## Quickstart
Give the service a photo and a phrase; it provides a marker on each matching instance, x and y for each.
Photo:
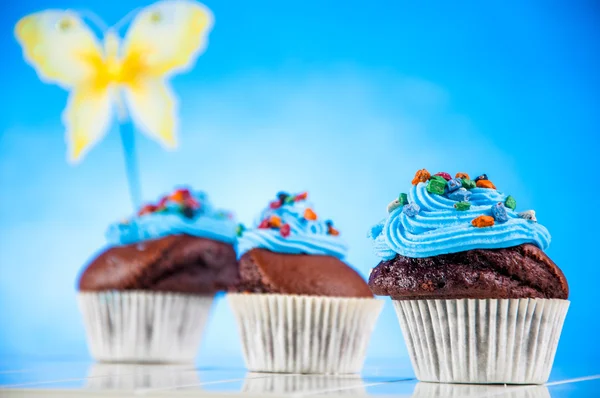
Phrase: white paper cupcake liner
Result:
(510, 341)
(304, 334)
(439, 390)
(139, 326)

========================================

### EXERCISE DETAILS
Repeat each line above exactly. The pictures stay out.

### TASK SOLUTION
## Quickstart
Give the service a photo and a phrase; it provides a marker on each matching instance, x and y for each.
Photo:
Phrase: white paper cupcake liner
Result:
(510, 341)
(304, 334)
(439, 390)
(139, 326)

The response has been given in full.